··· DATA TO PROCESS
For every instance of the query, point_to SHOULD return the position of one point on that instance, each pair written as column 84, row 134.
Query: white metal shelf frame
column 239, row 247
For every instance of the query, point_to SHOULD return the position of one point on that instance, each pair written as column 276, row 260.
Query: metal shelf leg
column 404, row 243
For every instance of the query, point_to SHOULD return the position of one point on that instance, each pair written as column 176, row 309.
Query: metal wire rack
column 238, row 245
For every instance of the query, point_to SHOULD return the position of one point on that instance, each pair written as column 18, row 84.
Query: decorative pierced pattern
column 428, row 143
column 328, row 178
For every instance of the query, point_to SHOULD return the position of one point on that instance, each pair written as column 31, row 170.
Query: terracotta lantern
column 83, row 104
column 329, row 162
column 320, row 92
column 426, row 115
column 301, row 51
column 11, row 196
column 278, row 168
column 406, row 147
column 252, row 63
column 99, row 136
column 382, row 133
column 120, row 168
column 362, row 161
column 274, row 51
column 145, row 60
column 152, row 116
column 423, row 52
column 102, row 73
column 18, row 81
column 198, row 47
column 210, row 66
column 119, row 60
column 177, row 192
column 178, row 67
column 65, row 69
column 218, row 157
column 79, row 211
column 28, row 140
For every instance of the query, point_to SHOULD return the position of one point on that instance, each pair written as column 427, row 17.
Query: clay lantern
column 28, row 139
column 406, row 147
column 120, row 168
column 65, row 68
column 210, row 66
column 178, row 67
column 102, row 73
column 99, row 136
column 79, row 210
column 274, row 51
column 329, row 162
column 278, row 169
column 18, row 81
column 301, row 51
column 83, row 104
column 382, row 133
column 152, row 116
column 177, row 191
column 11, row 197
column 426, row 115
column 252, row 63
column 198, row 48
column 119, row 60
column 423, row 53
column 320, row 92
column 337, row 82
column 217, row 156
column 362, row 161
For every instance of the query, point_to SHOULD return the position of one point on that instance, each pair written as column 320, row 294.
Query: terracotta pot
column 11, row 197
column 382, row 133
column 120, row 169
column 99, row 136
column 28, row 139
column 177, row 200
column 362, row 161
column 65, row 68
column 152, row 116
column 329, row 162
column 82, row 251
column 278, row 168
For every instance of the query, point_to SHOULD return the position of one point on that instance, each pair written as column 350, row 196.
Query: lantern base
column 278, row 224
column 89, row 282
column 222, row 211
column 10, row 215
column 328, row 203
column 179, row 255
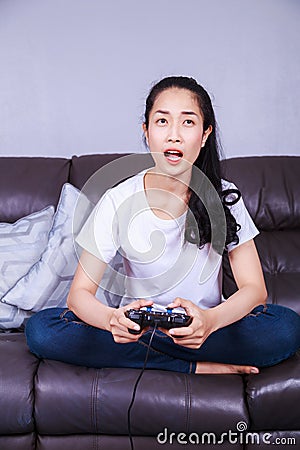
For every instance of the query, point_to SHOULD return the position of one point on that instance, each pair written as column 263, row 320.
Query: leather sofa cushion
column 271, row 198
column 279, row 254
column 98, row 441
column 29, row 184
column 273, row 396
column 75, row 400
column 83, row 167
column 17, row 369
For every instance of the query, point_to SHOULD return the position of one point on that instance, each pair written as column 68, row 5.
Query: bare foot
column 210, row 367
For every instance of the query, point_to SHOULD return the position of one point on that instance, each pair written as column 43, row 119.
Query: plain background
column 74, row 74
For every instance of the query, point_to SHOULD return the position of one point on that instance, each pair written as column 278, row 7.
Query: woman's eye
column 162, row 121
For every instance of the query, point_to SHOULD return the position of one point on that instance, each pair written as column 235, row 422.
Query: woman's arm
column 248, row 275
column 82, row 301
column 247, row 271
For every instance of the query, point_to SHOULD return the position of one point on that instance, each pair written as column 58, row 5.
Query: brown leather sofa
column 49, row 405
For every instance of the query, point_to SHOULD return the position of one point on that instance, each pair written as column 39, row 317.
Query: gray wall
column 74, row 74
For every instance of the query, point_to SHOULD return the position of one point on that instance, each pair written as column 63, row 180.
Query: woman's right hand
column 119, row 323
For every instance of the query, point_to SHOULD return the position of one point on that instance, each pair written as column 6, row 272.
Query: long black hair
column 198, row 227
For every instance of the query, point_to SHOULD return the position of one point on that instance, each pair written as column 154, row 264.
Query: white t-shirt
column 158, row 265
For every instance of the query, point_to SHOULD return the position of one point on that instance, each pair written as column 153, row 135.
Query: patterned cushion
column 48, row 282
column 21, row 245
column 12, row 317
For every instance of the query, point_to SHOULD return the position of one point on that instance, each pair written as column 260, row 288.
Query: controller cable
column 135, row 387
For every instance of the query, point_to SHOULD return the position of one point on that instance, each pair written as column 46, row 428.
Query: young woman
column 175, row 200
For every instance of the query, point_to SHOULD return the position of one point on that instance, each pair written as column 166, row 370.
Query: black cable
column 135, row 388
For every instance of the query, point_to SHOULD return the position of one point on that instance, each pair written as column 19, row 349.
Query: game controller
column 166, row 318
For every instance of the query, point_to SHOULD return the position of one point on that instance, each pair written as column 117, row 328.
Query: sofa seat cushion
column 273, row 396
column 75, row 400
column 17, row 369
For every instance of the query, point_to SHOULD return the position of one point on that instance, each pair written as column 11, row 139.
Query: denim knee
column 37, row 330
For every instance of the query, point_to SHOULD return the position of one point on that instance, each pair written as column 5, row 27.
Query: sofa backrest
column 269, row 184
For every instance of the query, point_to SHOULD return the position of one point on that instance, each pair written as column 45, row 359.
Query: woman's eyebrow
column 188, row 113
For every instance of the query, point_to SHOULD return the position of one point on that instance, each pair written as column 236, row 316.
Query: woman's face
column 175, row 133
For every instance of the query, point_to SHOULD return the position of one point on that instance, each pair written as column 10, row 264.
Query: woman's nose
column 174, row 135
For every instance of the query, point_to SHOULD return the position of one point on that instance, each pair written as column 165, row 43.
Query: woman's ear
column 145, row 133
column 205, row 135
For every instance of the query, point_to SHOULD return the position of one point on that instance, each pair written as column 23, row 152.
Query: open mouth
column 173, row 155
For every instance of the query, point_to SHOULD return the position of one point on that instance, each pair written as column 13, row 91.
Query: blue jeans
column 266, row 336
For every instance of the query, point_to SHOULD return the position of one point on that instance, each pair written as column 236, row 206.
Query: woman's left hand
column 201, row 327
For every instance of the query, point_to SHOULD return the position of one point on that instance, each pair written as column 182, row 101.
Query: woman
column 182, row 194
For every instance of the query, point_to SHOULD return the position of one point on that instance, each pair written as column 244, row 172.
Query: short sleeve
column 99, row 233
column 248, row 229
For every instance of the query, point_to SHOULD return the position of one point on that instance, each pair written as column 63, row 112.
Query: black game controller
column 164, row 318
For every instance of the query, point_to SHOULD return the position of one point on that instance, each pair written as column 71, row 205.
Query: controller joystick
column 163, row 318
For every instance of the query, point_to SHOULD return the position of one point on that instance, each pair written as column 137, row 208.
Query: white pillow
column 48, row 282
column 21, row 245
column 12, row 317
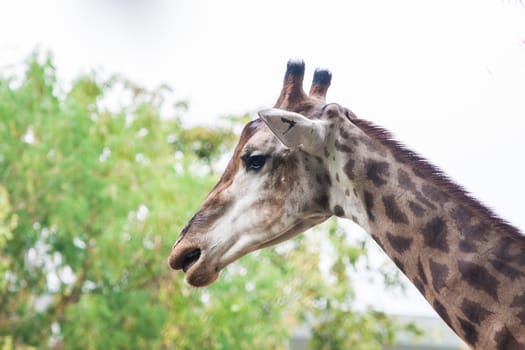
······
__WHAT THE TASK ASKS__
Give back the listing unchanged. Strip out the pictures.

__TASK ANSWER__
For every instance of the query, point_to SHOULD return the position of one point on that instance, each pair written as column 84, row 134.
Query: white metal shelf frame
column 239, row 247
For every instance of the query, point_to SHOULD return the position of one point on that instance, each pair written as column 276, row 260.
Query: metal shelf leg
column 404, row 243
For every instance of the query, point_to SHOULD return the position of one point on that instance, each pair written as column 176, row 309.
Query: metal wire rack
column 238, row 245
For every instance of the query, point_to SHOULD return the position of one point on that instance, each pair written as column 18, row 84.
Query: decorative pierced pattern
column 428, row 143
column 328, row 178
For every instance of the query, point_to SHOULD return the position of one point on that instance, each pair written as column 31, row 170.
Query: terracotta lantern
column 83, row 104
column 329, row 162
column 320, row 92
column 426, row 115
column 301, row 51
column 11, row 196
column 278, row 168
column 406, row 147
column 252, row 63
column 99, row 136
column 382, row 133
column 120, row 168
column 362, row 161
column 274, row 51
column 145, row 60
column 152, row 116
column 423, row 52
column 102, row 73
column 18, row 81
column 198, row 47
column 210, row 66
column 119, row 60
column 177, row 192
column 178, row 67
column 65, row 69
column 218, row 157
column 79, row 211
column 28, row 140
For every instance of the query, point_to SHOULD return the position of one point on that instance, each pair written as column 427, row 17.
Query: clay lantern
column 28, row 139
column 406, row 147
column 120, row 168
column 65, row 68
column 210, row 66
column 178, row 67
column 102, row 73
column 99, row 136
column 79, row 210
column 274, row 51
column 329, row 162
column 278, row 169
column 18, row 81
column 301, row 51
column 83, row 104
column 382, row 133
column 152, row 116
column 177, row 191
column 11, row 197
column 426, row 115
column 252, row 63
column 198, row 48
column 119, row 60
column 423, row 53
column 320, row 92
column 337, row 82
column 217, row 156
column 362, row 161
For every instance of the query, point_to SHOULD return the position of one point on that instance, each pair written as column 320, row 294.
Query: terracotta pot
column 11, row 197
column 382, row 133
column 120, row 169
column 99, row 136
column 28, row 139
column 177, row 200
column 362, row 161
column 65, row 68
column 152, row 116
column 329, row 162
column 82, row 251
column 278, row 168
For every instance of the query, point_to SHOULD return the position of one point on that instance, each pair written as column 350, row 196.
Query: lantern base
column 278, row 224
column 89, row 282
column 222, row 211
column 10, row 215
column 328, row 203
column 179, row 255
For every instance of the query, point_to SHOULD return the position of one point on that instance, each pair written as column 263, row 320.
Query: leather sofa cushion
column 271, row 198
column 279, row 254
column 98, row 441
column 29, row 184
column 273, row 396
column 75, row 400
column 83, row 167
column 17, row 369
For every instance of the query, point_to SHOULD return the position of one point on that instance, each pair written as column 68, row 5.
Query: bare foot
column 210, row 367
For every instance of the query, point_to SHOULD return the position of one point on that instance, each pair written as column 43, row 119.
Query: plain background
column 74, row 74
For every instance of the query, point_to SHOULD return the position of one point on that instance, each pair written as column 278, row 7.
Query: woman's eye
column 162, row 121
For every instance of the query, point_to SHOULD return the position of one point on that instance, each pair written as column 235, row 422.
Query: woman's arm
column 248, row 275
column 82, row 301
column 247, row 271
For every instance of the query, point_to SHOULD return the position of one point on that instance, each pair written as column 58, row 5.
Query: brown leather sofa
column 49, row 405
For every instance of the query, point_to SHOULD return the position of one point on that instance, each pair written as column 39, row 317.
Query: gray wall
column 74, row 74
For every instance of the query, point_to SHOULD return the position of one point on that instance, each pair written as column 63, row 180.
Query: woman's right hand
column 119, row 323
For every instance of the query, point_to SHOULD return the position of one point on that instance, each pair written as column 6, row 272.
Query: long black hair
column 198, row 227
For every instance of the query, point_to SHOULD return the position of one point on that instance, each pair written as column 154, row 264.
Query: white t-shirt
column 158, row 265
For every instance of the query, point_to SHOULD return the position of one point on that instance, each pair written as column 153, row 135.
Query: patterned cushion
column 48, row 282
column 21, row 245
column 12, row 317
For every instance of the query, point_to SHOULD return the position of one point on that instance, each pair written as column 260, row 288.
Query: controller cable
column 135, row 387
For every instance of the query, point_to SHOULD return the position of one point on that instance, each pair written as column 46, row 428.
Query: young woman
column 175, row 200
For every instance of the query, point_to SHOULD return the position of one point on that instance, each pair written as column 166, row 370.
Query: black cable
column 135, row 388
For every instance of the query, point_to SHOULD return the position of one point on that instance, each pair written as column 19, row 349.
Query: game controller
column 166, row 318
For every instance of the query, point_to SHOULD return the position of one point on that instance, each pair written as column 117, row 328.
Query: sofa seat cushion
column 273, row 396
column 75, row 400
column 17, row 369
For every instance of the query, point_to SHOULD return the position of one point on that instance, each pair written as column 11, row 139.
Query: denim knee
column 37, row 330
For every instance of the query, point_to SHOULD return the position of one point on that instance, each pair written as column 5, row 27.
Query: sofa backrest
column 269, row 184
For every instance of the query, point_to SHOULD return the position of one point on that instance, each pair written as column 45, row 359.
Query: woman's eyebrow
column 188, row 113
For every instance of the query, point_to SHOULD return the position of one point on that instance, each pair written as column 236, row 316.
Query: woman's face
column 175, row 133
For every instance of the query, point_to SHOULD return the position of one point on that instance, each pair written as column 10, row 264.
Query: woman's nose
column 174, row 135
For every instance of the query, point_to SHOULD return the position of one point on that instance, each pair written as column 165, row 43.
Query: woman's ear
column 145, row 133
column 205, row 135
For every instance of the query, point_to SHOULD return the position of one point on that instance, each pair written as column 23, row 152.
Query: open mouth
column 173, row 155
For every instance of the query, point_to SHOULD return the position of one point on that instance, each pair written as column 13, row 91.
Query: blue jeans
column 266, row 336
For every instance of the query, point_to SHOULD return the position of one point on that instance, each pair written as column 236, row 206.
Query: woman's left hand
column 201, row 327
For every instance of the query, point_to SHOULD return the position of one point on that instance, each pair written as column 182, row 101.
Query: woman
column 182, row 194
For every instance of the query, point_to SHOULD return the position of one point on that instance, each pair written as column 244, row 172.
Query: short sleeve
column 99, row 233
column 248, row 229
For every instance of the query, point_to SHOULD return the position of one point on that instance, each pair written as column 63, row 112.
Query: black game controller
column 164, row 318
For every instance of the query, point_to SHOULD return the position of one point on that instance, each pair written as column 71, row 205.
Query: controller joystick
column 163, row 318
For every instance of the query, point_to SHOULD return the position of one point on that instance, each pair written as column 137, row 208.
Query: white pillow
column 48, row 282
column 21, row 245
column 12, row 317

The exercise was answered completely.